Given data section start

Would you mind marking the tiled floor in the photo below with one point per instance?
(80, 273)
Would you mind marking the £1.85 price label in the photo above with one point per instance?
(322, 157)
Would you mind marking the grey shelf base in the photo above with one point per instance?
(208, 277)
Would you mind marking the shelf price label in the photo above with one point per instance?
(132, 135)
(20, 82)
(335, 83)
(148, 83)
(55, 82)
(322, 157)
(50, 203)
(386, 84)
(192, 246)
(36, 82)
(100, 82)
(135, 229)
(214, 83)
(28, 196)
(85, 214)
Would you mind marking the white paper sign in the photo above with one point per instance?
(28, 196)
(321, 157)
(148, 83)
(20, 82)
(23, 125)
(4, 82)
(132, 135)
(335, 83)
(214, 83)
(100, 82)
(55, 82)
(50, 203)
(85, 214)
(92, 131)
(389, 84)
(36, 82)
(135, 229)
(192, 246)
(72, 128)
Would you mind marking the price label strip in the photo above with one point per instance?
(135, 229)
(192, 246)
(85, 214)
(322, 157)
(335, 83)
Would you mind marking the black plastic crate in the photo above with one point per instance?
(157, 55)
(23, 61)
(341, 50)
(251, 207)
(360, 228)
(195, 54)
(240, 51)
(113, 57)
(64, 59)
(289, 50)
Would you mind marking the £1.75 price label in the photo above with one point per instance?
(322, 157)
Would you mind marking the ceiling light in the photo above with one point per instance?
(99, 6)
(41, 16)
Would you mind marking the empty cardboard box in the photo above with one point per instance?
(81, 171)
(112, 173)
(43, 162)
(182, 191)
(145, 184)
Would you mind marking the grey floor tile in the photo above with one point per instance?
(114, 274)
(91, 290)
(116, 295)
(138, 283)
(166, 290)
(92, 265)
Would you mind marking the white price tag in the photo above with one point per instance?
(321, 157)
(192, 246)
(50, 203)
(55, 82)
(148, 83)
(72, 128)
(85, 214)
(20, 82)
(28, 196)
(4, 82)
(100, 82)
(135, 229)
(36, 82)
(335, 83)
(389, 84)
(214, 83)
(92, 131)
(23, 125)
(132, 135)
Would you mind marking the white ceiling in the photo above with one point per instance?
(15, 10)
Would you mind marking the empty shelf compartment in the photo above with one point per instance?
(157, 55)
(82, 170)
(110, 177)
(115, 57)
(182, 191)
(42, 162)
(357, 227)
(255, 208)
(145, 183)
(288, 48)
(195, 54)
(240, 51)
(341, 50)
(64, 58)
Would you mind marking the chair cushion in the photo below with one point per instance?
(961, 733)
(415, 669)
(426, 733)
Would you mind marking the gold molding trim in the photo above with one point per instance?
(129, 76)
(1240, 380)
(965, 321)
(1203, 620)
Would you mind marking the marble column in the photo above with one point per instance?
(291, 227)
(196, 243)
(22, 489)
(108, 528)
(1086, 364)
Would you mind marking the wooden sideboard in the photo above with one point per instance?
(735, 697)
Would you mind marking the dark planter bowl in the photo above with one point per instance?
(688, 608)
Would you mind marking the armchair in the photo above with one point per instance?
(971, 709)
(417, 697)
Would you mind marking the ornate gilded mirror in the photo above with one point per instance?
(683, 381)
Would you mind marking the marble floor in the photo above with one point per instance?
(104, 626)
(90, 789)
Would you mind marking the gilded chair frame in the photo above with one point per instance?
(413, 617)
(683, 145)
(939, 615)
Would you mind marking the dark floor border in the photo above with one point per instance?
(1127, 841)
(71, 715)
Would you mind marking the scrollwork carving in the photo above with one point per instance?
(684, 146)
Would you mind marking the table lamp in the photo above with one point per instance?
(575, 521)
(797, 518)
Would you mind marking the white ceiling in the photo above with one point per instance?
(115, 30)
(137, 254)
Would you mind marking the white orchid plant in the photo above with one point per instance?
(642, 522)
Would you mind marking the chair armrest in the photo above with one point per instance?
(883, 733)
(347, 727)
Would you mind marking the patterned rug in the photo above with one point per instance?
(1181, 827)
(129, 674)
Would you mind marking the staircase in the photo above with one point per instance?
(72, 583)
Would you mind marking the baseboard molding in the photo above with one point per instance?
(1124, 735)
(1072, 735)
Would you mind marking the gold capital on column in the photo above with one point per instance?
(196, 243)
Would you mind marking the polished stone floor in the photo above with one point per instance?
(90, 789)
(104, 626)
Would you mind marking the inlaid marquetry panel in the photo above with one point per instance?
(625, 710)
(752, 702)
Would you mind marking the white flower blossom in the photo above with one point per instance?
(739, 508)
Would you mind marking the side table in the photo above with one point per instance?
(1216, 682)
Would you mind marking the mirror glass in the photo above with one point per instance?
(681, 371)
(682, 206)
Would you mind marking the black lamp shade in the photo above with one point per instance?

Given data section end

» **The task**:
Copy every record verbatim.

» **Answer space**:
Would you mind marking the tiled floor in the photo below with one point per instance?
(80, 273)
Would you mind marking the £1.85 price label in the photo above with one point per instance?
(322, 157)
Would you mind marking the grey shelf base in the photo above with one point per instance?
(208, 277)
Would you mind marking the shelf price label in the photo above with one point per instance?
(132, 135)
(20, 82)
(335, 83)
(148, 83)
(55, 82)
(322, 157)
(50, 203)
(386, 84)
(192, 246)
(36, 82)
(100, 82)
(135, 229)
(214, 83)
(28, 196)
(85, 214)
Would you mind marking the white paper sign in the photo above with one point per instance?
(28, 196)
(321, 157)
(148, 83)
(20, 82)
(23, 125)
(4, 82)
(132, 135)
(335, 83)
(214, 83)
(100, 82)
(55, 82)
(50, 203)
(85, 214)
(92, 131)
(389, 84)
(36, 82)
(135, 229)
(192, 246)
(72, 128)
Would you mind marking the price label strip in the photo above with one point per instance?
(135, 229)
(192, 246)
(85, 214)
(322, 157)
(335, 83)
Would you mind marking the black plastic crate in the photo above with one point per instance?
(157, 55)
(23, 61)
(341, 50)
(251, 207)
(360, 228)
(195, 54)
(240, 51)
(113, 57)
(64, 59)
(289, 50)
Would you mind marking the £1.75 price label in the photo above with one point per instance?
(322, 157)
Would you mind marking the ceiling light in the photo above with one point per instance?
(99, 6)
(41, 16)
Would you mind marking the empty cardboard box in the photo above with one point per instance?
(81, 171)
(112, 173)
(43, 162)
(182, 191)
(145, 184)
Would you mind marking the grey floor tile in the photo above with one point per instance?
(114, 274)
(91, 290)
(116, 295)
(138, 283)
(166, 290)
(92, 265)
Would you mind marking the white price tag in the photo above with one point per instance?
(321, 157)
(192, 246)
(50, 203)
(55, 82)
(148, 83)
(72, 128)
(85, 214)
(20, 82)
(28, 196)
(4, 82)
(100, 82)
(135, 229)
(36, 82)
(335, 83)
(389, 84)
(214, 83)
(92, 131)
(23, 125)
(132, 135)
Would you mind marking the white ceiling in the photo above with one point per instance?
(15, 10)
Would you mind marking the empty shelf compartment in the photo above with one point per instance?
(157, 55)
(82, 170)
(110, 177)
(115, 57)
(182, 191)
(42, 162)
(357, 227)
(255, 208)
(145, 183)
(288, 48)
(195, 54)
(240, 51)
(341, 50)
(64, 58)
Would you mind marking the chair cushion in the photo below with one point per instance?
(961, 733)
(415, 669)
(426, 733)
Would you mind marking the gold molding trim in the photo above with one point per instance?
(129, 76)
(1240, 380)
(965, 321)
(1203, 620)
Would you mind marking the marble column in the photo above with one point per instance?
(291, 227)
(196, 243)
(22, 489)
(108, 528)
(1086, 364)
Would you mind marking the wooden sideboard in the photo above with one point per instance?
(735, 697)
Would you mind marking the dark planter bowl in the photo above with one point per instance?
(688, 608)
Would you mind marking the armchair in the photo above with one point per instance?
(971, 709)
(417, 697)
Would you mind marking the ornate gilded mirror in the photo above with one point per instance?
(683, 381)
Would you mind marking the marble floor in the photo above with one point per instance?
(104, 626)
(90, 789)
Would you mind marking the gilded chair frame in the photo above with one point per instance?
(413, 617)
(683, 145)
(939, 615)
Would you mind marking the dark floor border in the photo above with one point per instance?
(1127, 841)
(71, 715)
Would you mind marking the scrollwork carving in the photo above with one point per instance?
(684, 146)
Would you mind marking the table lamp in the photo above with one point per instance?
(575, 521)
(797, 518)
Would you mind marking the white ceiling in the photo above with one point per instance?
(115, 30)
(137, 254)
Would you mind marking the white orchid plant in the photo above with one point per instance?
(642, 522)
Would you mind marking the chair armrest in the photo above with one point per instance?
(883, 733)
(347, 727)
Would you mind marking the patterned rug in the photo above with one point per instance?
(1181, 827)
(129, 674)
Would you mind marking the staircase in the photo above with one point per instance?
(72, 583)
Would you mind marking the baseboard molding in the photo above with one point per instance?
(1124, 735)
(1072, 735)
Would you mind marking the gold capital on column in the photo above with one point per instance?
(196, 243)
Would you mind marking the polished stone floor in the photo above with one point per instance?
(90, 789)
(104, 626)
Would you mind marking the inlaid marquetry panel in the photo above with one point per instance?
(625, 710)
(752, 702)
Would you mind marking the white flower blossom in the photo above with one point per instance?
(739, 508)
Would you mind marking the side table in the photo above with one point per instance?
(1216, 682)
Would you mind marking the mirror glass in the photo above with one point per instance?
(681, 371)
(682, 206)
Would you mind marking the black lamp shade in the photo above with one point per instance?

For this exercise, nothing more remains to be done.